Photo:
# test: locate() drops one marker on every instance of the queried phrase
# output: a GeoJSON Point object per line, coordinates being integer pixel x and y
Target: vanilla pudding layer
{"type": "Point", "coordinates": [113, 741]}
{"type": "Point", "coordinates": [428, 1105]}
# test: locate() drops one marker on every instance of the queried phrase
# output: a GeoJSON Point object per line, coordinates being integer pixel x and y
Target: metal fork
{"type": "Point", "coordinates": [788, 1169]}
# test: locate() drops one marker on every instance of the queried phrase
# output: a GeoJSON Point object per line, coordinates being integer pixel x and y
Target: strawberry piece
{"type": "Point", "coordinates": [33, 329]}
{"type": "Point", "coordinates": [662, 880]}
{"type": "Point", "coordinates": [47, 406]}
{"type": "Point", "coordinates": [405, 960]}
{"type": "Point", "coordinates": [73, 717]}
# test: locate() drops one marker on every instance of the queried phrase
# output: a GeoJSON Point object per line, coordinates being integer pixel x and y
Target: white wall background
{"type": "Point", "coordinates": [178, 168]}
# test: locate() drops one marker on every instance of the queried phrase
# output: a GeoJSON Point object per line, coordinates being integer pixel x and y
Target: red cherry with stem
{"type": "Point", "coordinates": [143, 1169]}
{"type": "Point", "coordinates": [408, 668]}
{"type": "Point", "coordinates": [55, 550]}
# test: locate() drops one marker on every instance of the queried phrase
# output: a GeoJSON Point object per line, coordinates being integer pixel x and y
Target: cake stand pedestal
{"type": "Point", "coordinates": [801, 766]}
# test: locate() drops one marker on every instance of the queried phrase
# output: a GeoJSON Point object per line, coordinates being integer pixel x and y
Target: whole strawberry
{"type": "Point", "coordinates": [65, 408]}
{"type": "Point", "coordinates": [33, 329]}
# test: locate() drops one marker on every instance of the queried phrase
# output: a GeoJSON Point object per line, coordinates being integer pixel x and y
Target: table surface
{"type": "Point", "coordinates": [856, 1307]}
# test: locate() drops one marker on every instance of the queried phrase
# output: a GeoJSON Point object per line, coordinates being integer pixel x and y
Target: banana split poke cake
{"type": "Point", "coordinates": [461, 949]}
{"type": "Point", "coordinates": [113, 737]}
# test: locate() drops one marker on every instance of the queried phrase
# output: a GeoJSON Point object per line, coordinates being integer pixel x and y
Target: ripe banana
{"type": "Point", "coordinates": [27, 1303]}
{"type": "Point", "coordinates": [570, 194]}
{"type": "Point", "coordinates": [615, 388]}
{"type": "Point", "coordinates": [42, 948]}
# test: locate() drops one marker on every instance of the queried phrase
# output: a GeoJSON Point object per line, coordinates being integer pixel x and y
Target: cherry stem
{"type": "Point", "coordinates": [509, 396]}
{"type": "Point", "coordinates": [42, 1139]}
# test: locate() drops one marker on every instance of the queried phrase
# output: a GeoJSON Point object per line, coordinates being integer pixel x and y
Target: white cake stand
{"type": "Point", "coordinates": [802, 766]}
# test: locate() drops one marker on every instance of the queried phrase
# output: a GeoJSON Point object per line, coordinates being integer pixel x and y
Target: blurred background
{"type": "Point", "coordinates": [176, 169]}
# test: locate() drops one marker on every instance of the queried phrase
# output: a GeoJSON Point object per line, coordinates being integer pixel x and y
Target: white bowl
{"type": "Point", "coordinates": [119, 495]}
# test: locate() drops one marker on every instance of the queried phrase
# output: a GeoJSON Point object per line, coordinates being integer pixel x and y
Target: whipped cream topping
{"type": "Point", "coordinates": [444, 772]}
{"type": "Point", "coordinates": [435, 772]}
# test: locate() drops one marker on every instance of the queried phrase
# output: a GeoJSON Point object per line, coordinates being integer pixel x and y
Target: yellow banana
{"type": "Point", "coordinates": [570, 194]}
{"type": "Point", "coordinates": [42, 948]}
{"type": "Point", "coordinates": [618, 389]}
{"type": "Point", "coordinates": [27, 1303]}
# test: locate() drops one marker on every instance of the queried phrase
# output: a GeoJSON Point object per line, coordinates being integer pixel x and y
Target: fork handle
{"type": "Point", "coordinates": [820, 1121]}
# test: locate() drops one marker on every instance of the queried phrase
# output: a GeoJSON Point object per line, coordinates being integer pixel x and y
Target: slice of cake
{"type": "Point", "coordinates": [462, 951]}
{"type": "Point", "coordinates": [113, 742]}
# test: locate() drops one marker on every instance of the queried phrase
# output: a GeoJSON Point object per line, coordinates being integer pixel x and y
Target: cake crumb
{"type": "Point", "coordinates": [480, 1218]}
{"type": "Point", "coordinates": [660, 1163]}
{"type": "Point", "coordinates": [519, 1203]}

-*-

▸ **Exercise aim**:
Each entry above is to be set down again in exactly the same words.

▸ **Reply to the task**:
Photo:
# test: locate() drops one marker on every instance of the queried phrase
# output: a GeoJSON Point object per line, coordinates being integer pixel x and y
Target: vanilla pudding layer
{"type": "Point", "coordinates": [113, 741]}
{"type": "Point", "coordinates": [428, 1105]}
# test: locate() drops one marker on every instance of the queried phrase
# output: a GeoJSON Point object per line, coordinates being integer pixel x and y
Target: metal fork
{"type": "Point", "coordinates": [788, 1169]}
# test: locate() drops one marker on every instance of the queried phrase
# output: a GeoJSON Point object per line, coordinates being integer pixel x and y
Target: strawberry piece
{"type": "Point", "coordinates": [33, 329]}
{"type": "Point", "coordinates": [662, 880]}
{"type": "Point", "coordinates": [47, 406]}
{"type": "Point", "coordinates": [405, 960]}
{"type": "Point", "coordinates": [73, 717]}
# test: locate() drops one marker on every instance of the queried phrase
# output: a GeoJSON Point object per line, coordinates being integer pixel x and y
Target: white wall background
{"type": "Point", "coordinates": [178, 168]}
# test: locate() drops one marker on every instance of the queried phrase
# output: a GeoJSON Point object per line, coordinates being integer pixel x and y
Target: red cherry with stem
{"type": "Point", "coordinates": [143, 1169]}
{"type": "Point", "coordinates": [408, 668]}
{"type": "Point", "coordinates": [55, 550]}
# test: locate() drops one marker on every instance of the queried phrase
# output: a GeoJSON Point object per line, coordinates being integer pixel x and y
Target: cake stand pedestal
{"type": "Point", "coordinates": [801, 766]}
# test: locate() drops one marker on every instance of the queried phrase
# output: a GeoJSON Point object per line, coordinates being integer pixel x and y
Target: whole strawberry
{"type": "Point", "coordinates": [65, 408]}
{"type": "Point", "coordinates": [33, 329]}
# test: locate() drops one marker on every instance of the queried phrase
# output: a GeoJSON Point object per line, coordinates being integer pixel x and y
Target: table surface
{"type": "Point", "coordinates": [856, 1307]}
# test: locate() drops one marker on every instance of the queried phrase
# output: a GeoJSON Point object per line, coordinates being integer pixel x and y
Target: banana split poke cake
{"type": "Point", "coordinates": [461, 949]}
{"type": "Point", "coordinates": [113, 737]}
# test: locate() drops one marker on every instance of the queried phrase
# output: a GeoJSON Point object per line, coordinates being integer pixel x and y
Target: ripe banana
{"type": "Point", "coordinates": [27, 1303]}
{"type": "Point", "coordinates": [570, 194]}
{"type": "Point", "coordinates": [615, 388]}
{"type": "Point", "coordinates": [42, 948]}
# test: locate() drops one marker on every instance of the queried phrase
# output: a GeoJSON Point object per line, coordinates being integer pixel x and y
Target: cherry stem
{"type": "Point", "coordinates": [509, 396]}
{"type": "Point", "coordinates": [42, 1139]}
# test: locate() drops one marker on every instance of the queried phrase
# output: a GeoJSON Point object per line, coordinates being integer pixel x and y
Target: white cake stand
{"type": "Point", "coordinates": [802, 766]}
# test: locate() drops one marker on every instance of the queried phrase
# output: a GeoJSON Point object per line, coordinates being integer pixel x and y
Target: blurred background
{"type": "Point", "coordinates": [176, 169]}
# test: locate() drops one marker on every instance of the queried phrase
# output: a GeoJSON Point object per line, coordinates being integer pixel x and y
Target: white bowl
{"type": "Point", "coordinates": [119, 495]}
# test: locate() drops one marker on every instance of the queried phrase
# output: a GeoJSON Point object per line, coordinates being integer pixel x and y
Target: whipped cream topping
{"type": "Point", "coordinates": [444, 772]}
{"type": "Point", "coordinates": [435, 772]}
# test: locate() drops one marker on every instance of the queried phrase
# output: a GeoJSON Point object per line, coordinates being integer pixel x and y
Target: yellow banana
{"type": "Point", "coordinates": [570, 194]}
{"type": "Point", "coordinates": [42, 948]}
{"type": "Point", "coordinates": [618, 389]}
{"type": "Point", "coordinates": [27, 1303]}
# test: locate() drops one marker on every instance of the queried phrase
# output: a GeoJSON Point object per line, coordinates being integer pixel x and y
Target: fork handle
{"type": "Point", "coordinates": [820, 1121]}
# test: locate() drops one marker on every instance of the queried phrase
# output: a GeoJSON Point object per line, coordinates being integer pixel x and y
Target: slice of cake
{"type": "Point", "coordinates": [462, 951]}
{"type": "Point", "coordinates": [113, 742]}
# test: locate() drops one marker on every instance of the queried phrase
# output: a GeoJSON Point object per line, coordinates being integer pixel x and y
Target: cake crumb
{"type": "Point", "coordinates": [480, 1218]}
{"type": "Point", "coordinates": [660, 1163]}
{"type": "Point", "coordinates": [519, 1203]}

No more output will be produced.